All entries need to be written out again exactly, without their pictures.

********

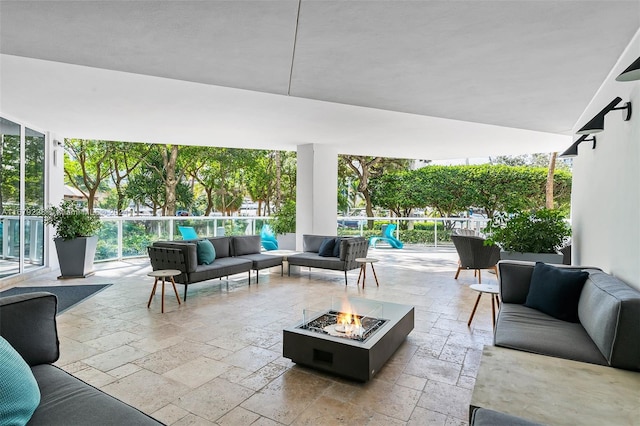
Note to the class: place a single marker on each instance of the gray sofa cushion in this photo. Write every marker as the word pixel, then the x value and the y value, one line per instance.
pixel 261 261
pixel 526 329
pixel 248 244
pixel 28 323
pixel 220 268
pixel 311 243
pixel 485 417
pixel 65 400
pixel 610 313
pixel 222 246
pixel 314 260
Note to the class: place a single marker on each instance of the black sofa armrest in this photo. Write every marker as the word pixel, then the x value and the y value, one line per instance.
pixel 28 323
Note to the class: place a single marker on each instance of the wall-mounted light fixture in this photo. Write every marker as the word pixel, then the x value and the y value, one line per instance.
pixel 596 124
pixel 632 73
pixel 572 151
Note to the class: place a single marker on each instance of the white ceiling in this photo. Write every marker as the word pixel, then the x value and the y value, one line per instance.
pixel 418 79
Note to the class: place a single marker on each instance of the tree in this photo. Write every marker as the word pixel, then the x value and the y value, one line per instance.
pixel 124 160
pixel 86 166
pixel 364 168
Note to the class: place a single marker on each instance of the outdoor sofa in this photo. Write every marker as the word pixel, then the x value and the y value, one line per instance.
pixel 606 330
pixel 233 255
pixel 345 251
pixel 28 323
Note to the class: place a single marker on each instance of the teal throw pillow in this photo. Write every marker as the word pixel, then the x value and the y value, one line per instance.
pixel 326 248
pixel 19 392
pixel 206 252
pixel 556 291
pixel 336 247
pixel 188 233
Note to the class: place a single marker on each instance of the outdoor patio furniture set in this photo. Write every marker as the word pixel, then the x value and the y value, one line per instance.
pixel 34 390
pixel 239 254
pixel 570 312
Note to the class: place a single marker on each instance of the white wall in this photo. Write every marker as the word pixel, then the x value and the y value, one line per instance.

********

**REPLY**:
Note to the class: place a single marker on each instance of the gray sofa cushion in this photo. Write every marker as the word pixel, then the x value and the y value, one line per instance.
pixel 261 261
pixel 526 329
pixel 248 244
pixel 28 323
pixel 220 268
pixel 311 243
pixel 485 417
pixel 65 400
pixel 610 313
pixel 222 246
pixel 314 260
Note to the class: place a single marker on each instance of the black sofa armrest in this photo. Write every marker as the word pixel, then the x value and the y value, one line per instance.
pixel 28 323
Note to the class: place a single marker on each instance of the wall-mounted light fixture in this photo. Write every marker as the word pixel, then the x value and the y value, one line per instance.
pixel 596 124
pixel 632 73
pixel 572 151
Note to the class: place a single marker on each instance of the white ceiling in this photo. Write every marker as the word pixel, then the x value and the y value, one line per instance.
pixel 418 79
Note to the class: place a single marker on each instance of the tree in this photo. Write every marker as the word pixel, then the x value and the y value, one line per instance.
pixel 124 160
pixel 86 166
pixel 364 168
Note to the class: place a single marker on each instance of the outdoor sofa in this photo. Write every marker as the word pixel, then the x value and the y value, one line per instance.
pixel 606 330
pixel 233 255
pixel 345 251
pixel 28 323
Note to the class: place a single marker on each instance of the teal throw pillow in this photo. Write every marker as the word pixel, then the x value and the y value, one line per instance.
pixel 326 248
pixel 19 392
pixel 206 252
pixel 556 291
pixel 336 247
pixel 188 233
Note to the class: place a single marker on each instance of the outdoor patio furniture set in this photo. Write every marker as the word pixel, then the x value and the y value, one line per instance.
pixel 34 390
pixel 239 254
pixel 570 312
Note to the class: place a single marker on each instance of the white wall in this photo. Write every marker as the word pixel, then the x value and the y value, one line per instance.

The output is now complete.